Segment Open

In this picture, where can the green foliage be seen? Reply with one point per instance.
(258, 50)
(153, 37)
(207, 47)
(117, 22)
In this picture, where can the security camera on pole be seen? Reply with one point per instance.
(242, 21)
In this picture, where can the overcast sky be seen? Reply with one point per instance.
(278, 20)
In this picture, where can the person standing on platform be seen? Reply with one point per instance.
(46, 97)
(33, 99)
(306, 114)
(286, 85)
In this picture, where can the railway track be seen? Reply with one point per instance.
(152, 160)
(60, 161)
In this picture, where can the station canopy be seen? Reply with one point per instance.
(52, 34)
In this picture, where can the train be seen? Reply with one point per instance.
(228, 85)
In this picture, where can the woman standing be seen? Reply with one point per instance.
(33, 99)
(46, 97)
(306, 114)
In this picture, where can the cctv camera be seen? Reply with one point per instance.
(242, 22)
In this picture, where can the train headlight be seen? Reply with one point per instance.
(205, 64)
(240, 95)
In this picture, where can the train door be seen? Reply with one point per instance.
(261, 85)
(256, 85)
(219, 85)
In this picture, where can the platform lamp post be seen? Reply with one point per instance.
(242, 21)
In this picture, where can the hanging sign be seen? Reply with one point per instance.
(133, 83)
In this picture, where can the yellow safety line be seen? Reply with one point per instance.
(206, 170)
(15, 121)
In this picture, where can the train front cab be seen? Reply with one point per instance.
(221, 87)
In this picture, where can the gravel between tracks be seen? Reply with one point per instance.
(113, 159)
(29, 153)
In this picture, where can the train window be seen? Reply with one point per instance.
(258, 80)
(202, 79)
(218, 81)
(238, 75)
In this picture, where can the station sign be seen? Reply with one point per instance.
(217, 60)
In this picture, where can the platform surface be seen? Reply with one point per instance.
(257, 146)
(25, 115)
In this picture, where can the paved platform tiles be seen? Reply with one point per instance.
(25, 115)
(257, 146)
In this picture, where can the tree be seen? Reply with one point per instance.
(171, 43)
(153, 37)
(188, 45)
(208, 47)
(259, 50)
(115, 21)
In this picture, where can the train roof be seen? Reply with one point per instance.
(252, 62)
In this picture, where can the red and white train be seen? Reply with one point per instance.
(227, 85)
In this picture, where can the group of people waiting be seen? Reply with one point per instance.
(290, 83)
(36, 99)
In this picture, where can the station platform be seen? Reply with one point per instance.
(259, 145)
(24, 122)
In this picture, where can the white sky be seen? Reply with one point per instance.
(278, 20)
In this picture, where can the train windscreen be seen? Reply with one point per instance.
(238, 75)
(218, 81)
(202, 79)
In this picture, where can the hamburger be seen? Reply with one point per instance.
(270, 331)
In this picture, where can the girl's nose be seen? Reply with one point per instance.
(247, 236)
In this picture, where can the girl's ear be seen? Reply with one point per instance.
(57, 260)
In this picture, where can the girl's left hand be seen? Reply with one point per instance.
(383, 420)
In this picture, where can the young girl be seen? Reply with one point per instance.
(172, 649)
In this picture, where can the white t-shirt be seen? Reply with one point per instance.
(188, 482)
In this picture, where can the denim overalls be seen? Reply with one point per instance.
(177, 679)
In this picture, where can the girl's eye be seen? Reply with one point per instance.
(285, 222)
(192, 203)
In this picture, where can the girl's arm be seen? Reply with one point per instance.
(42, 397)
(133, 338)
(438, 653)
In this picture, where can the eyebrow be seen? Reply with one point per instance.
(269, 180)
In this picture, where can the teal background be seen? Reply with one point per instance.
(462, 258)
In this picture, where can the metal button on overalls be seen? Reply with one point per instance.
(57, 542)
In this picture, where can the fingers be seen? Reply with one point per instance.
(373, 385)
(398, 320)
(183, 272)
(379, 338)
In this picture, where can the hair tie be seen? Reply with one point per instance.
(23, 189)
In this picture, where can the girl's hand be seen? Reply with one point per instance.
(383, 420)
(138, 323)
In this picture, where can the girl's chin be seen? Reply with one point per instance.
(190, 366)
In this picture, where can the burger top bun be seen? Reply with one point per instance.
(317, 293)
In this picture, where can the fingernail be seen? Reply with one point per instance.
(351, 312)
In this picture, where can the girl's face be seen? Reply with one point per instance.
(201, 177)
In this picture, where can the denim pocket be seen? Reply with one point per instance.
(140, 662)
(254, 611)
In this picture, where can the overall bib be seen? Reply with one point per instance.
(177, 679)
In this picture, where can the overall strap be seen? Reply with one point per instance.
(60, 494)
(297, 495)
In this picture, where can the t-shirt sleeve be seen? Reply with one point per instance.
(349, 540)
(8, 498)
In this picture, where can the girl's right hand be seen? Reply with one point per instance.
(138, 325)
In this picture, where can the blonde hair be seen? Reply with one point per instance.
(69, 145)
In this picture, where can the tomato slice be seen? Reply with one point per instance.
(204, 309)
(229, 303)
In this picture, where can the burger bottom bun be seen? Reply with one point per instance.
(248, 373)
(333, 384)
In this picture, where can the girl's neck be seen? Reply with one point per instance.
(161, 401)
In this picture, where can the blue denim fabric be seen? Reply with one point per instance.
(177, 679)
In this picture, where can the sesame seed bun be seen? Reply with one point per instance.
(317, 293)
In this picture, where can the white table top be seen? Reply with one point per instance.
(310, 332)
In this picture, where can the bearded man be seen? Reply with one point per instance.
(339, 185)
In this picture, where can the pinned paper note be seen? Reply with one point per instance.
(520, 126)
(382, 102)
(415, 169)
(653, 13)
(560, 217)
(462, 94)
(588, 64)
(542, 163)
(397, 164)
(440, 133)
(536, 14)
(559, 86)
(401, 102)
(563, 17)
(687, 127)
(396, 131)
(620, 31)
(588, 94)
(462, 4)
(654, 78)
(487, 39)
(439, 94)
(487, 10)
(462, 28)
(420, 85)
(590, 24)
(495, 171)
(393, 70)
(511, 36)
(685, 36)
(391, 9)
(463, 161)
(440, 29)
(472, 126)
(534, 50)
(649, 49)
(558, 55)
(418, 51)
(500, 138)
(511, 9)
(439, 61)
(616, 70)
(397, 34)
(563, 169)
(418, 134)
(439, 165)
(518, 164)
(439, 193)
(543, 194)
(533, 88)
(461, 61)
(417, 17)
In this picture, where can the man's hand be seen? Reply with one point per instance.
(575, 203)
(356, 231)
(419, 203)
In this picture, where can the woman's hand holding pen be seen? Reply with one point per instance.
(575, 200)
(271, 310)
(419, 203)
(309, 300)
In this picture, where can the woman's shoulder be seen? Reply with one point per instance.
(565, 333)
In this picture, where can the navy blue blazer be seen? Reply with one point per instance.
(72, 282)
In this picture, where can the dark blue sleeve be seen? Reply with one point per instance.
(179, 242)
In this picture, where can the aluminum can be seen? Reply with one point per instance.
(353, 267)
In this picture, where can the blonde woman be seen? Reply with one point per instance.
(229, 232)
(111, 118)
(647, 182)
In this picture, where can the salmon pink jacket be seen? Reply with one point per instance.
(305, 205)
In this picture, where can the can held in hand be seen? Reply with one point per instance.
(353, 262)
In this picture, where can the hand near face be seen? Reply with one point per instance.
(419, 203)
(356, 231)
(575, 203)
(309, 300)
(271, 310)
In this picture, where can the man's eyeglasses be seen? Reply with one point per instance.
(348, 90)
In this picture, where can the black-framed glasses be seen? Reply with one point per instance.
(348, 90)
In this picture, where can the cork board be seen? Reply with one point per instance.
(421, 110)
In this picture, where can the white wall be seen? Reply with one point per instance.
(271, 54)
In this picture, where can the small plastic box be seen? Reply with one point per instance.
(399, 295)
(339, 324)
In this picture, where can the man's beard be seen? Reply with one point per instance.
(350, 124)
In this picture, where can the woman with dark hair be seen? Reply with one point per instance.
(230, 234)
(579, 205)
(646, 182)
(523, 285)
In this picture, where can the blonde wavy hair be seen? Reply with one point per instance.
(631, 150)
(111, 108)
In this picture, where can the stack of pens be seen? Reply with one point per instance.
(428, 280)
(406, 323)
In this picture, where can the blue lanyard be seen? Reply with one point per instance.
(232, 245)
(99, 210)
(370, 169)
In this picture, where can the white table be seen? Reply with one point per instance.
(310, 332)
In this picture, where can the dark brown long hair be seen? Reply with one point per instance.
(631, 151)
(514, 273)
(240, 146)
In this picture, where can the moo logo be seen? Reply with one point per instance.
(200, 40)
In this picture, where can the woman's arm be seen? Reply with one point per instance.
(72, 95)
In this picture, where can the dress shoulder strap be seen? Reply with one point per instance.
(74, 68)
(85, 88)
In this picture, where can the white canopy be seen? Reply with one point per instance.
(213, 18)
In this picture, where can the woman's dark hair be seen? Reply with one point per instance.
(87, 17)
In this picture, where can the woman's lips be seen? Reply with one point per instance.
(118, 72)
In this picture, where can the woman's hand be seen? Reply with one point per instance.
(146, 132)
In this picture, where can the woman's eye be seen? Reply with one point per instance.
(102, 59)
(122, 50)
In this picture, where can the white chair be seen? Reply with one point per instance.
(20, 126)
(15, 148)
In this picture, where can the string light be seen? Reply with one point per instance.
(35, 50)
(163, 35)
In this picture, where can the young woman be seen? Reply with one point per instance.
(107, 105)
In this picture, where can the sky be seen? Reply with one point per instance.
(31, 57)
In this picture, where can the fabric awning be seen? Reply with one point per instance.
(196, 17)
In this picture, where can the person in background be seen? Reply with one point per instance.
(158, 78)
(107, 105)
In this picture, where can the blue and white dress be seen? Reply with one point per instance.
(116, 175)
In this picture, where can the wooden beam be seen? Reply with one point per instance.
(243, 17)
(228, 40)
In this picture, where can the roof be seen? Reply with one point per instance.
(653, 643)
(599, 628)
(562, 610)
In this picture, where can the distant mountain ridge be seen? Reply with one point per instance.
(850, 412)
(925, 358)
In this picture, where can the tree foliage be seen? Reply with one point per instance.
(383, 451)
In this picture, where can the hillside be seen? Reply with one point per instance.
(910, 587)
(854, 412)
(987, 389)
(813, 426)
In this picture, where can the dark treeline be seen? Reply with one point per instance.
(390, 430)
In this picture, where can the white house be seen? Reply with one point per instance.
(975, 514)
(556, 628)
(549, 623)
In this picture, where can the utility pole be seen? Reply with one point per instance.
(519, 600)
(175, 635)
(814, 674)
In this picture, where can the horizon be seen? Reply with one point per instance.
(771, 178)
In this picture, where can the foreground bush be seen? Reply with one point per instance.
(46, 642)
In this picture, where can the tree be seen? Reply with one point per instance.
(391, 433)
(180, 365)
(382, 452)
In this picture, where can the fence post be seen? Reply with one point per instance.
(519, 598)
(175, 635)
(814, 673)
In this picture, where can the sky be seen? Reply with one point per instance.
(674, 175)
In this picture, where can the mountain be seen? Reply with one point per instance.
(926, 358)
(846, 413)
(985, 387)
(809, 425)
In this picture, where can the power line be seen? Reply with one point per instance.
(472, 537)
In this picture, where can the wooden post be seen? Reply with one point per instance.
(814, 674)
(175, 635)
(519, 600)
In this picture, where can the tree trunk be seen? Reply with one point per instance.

Segment Closed

## THE TASK:
Starting with the line that contains "In this picture, where can the fence", write out each line through the end of the listing, exactly as it appears, and include nothing else.

## RESULT:
In this picture, where can the fence post be seen? Reply with one point per instance.
(519, 598)
(175, 635)
(814, 673)
In this picture, where can the sky be seen? Reply with one point per instance.
(674, 175)
In this picture, where can the mountain be seen? Reply with one point per instance.
(926, 358)
(846, 413)
(985, 387)
(809, 425)
In this picture, where can the power line be seen? Reply with one point per instance.
(472, 537)
In this picture, where can the wooden post be seen? Reply with one point per instance.
(814, 674)
(175, 635)
(519, 600)
In this picture, where can the tree trunk be seen? Reply with one point per instance.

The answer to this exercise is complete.